• _Extract to read_:
After Torres recounts a bit of his own case against the archdiocese, he quotes a certain archdiocesan official who, after labeling him a "moth...fu..." quotes the official as saying "...the archdiocese will not engage with you..., etc." Torres then proceeds with more profanity and more fun at the expense of the official, who "engaged" the very person he said the archdiocese would not "engage." 

I'm not sure if Kandit News (aka Troy Torres) learned this little trick from JungleWatch, but, back in the day, in our efforts to out Apuron and all the disease that was festering in the halls of the chancery, we did precisely what Kandit News did: provoked archdiocesan "officials" to respond. We then ran with those responses, put them on this blog, and ultimately, what they themselves said, led to their own downfall. 

Torres tell us that he wrote back to this "moth...fu.." etc. etc. etc. and he labeled the Catholic leadership "pedophiles and pedophile defenders." I've addressed this elsewhere, but so long as the really bad guys can keep us thinking that this is about "pedophiles," then they will keep us shooting at an enemy that is not there while the real enemy is already within the gates. 

In short, clinically "pedophilia" is a disorder wherein adults of either sex are inordinately attracted to prepubescent children (i.e. nine years old or less). However, as demonstrated by the 2002 John Jay College of Criminal Justice Study, only 6% of the clergy's victims were prepubescent. 94% were adolescents or older. In fact, 'seminarians" were reportedly the favorite sex partners of the now disgraced Cardinal Theodore McCarrick, the former archbishop of Washington D.C. and one of the Church's most influential prelates. You get the picture. While legally still "children," biologically, almost all of the victims were adults. 

But let me get on to the point of this post.

• _Excerpted records_:
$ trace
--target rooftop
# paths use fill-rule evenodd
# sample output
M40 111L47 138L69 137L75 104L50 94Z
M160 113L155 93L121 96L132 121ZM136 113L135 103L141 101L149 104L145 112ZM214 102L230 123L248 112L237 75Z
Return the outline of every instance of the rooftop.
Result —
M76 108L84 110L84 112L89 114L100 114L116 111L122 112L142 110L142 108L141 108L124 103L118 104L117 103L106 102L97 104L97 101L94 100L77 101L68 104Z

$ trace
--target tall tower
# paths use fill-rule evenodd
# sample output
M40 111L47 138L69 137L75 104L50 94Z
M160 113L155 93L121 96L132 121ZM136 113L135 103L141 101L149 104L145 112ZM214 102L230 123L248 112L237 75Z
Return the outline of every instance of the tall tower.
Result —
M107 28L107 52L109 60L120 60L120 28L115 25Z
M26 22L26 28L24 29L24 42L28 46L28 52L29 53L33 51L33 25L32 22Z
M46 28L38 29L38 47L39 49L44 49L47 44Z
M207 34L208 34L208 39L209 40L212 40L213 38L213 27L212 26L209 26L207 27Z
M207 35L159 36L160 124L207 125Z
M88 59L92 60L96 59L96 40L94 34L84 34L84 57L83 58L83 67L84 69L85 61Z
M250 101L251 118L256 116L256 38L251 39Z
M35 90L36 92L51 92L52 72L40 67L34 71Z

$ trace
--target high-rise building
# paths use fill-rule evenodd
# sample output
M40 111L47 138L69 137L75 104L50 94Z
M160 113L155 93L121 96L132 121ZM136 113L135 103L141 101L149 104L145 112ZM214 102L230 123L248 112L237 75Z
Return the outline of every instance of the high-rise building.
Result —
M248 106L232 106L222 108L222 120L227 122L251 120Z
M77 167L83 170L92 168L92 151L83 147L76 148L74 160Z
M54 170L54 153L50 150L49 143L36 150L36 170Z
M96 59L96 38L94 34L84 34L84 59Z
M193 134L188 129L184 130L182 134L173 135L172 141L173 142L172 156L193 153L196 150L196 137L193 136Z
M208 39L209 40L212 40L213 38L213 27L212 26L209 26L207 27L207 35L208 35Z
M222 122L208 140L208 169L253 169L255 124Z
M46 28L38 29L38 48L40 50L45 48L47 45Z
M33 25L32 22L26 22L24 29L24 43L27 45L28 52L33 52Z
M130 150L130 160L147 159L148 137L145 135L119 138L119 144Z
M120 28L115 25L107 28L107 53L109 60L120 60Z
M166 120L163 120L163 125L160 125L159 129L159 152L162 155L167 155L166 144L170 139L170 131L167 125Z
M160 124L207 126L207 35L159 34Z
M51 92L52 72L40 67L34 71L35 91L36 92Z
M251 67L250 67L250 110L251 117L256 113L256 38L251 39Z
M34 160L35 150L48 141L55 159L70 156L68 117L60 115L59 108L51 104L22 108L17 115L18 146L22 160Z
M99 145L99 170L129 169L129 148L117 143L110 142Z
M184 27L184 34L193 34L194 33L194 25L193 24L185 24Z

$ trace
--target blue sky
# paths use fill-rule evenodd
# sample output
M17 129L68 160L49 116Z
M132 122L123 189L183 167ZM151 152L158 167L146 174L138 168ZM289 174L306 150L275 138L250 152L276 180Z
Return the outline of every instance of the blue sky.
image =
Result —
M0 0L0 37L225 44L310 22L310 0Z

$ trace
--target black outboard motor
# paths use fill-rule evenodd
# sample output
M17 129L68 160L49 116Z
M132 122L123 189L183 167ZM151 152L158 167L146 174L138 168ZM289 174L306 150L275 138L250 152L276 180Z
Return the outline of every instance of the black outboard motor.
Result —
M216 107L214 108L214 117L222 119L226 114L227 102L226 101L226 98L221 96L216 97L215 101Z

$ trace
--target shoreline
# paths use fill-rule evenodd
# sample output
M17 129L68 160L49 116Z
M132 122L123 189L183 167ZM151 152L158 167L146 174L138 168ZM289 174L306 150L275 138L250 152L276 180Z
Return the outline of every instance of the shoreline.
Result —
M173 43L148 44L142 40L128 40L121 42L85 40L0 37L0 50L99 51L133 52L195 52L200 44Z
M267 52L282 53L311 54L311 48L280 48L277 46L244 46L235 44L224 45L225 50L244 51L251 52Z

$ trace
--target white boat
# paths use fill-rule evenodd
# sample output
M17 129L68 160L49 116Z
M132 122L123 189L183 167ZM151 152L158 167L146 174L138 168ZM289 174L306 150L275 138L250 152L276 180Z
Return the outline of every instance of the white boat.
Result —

• _Activity list_:
1/ In the post about Torres and the archdiocese, what share of the clergy's victims does the 2002 John Jay College of Criminal Justice Study show were prepubescent?
2/ Condense the paragraph of the post about Torres and the archdiocese that begins "In short, clinically" into a shorter version that keeps its main facts.
3/ Write the next part of the post about Torres and the archdiocese, picking up after its final sentence.

• _Exercise answers_:
1/ 6%

2/ Clinically, pedophilia is a disorder in which adults of either sex are inordinately attracted to prepubescent children, meaning those nine or younger. The 2002 John Jay College of Criminal Justice Study found that only 6% of the clergy's victims were prepubescent, while 94% were adolescents or older. Seminarians were reportedly the favorite sex partners of the disgraced Cardinal Theodore McCarrick, former archbishop of Washington D.C. Almost all of the victims were biologically adults, even though legally they were still children.

3/
In response to what the "moth...fu..." from the chancery wrote Mr. Torres, Torres proclaims that, though he had been going to Mass recently, he "obviously ain't going back to Mass, not in the Catholic Church, but however, that doesn't mean I've lost my faith in Christ, that doesn't mean I don't believe, I just need somewhere to go.

Here Torres gives voice to the real issue. For most of us, in our heart of hearts, we know we are going to die and face The Judgment. We know there is a Heaven and we know there is a Hell. But, even short of that, we at least know that we are loved by a "someone," and barring complete abdication of our hearts and minds to Satan, we are irresistibly drawn to that Love. Thus, St. Augustine wrote: "our hearts are restless O Lord until they rest in you."

What Torres is attempting to give voice to is man's deepest need: to WORSHIP. 

Torres can't be faulted for thinking he can do this in some other "church." Torres, like most Catholic kids even since I was in Catholic School (1969) have not only been filled with the most obscene crap under the guise of "religion class," but, like Torres, many of us (including me) were groomed as sex objects for at least two generations of satanic infiltrators. (Read Goodbye Good Men if you want to know more.)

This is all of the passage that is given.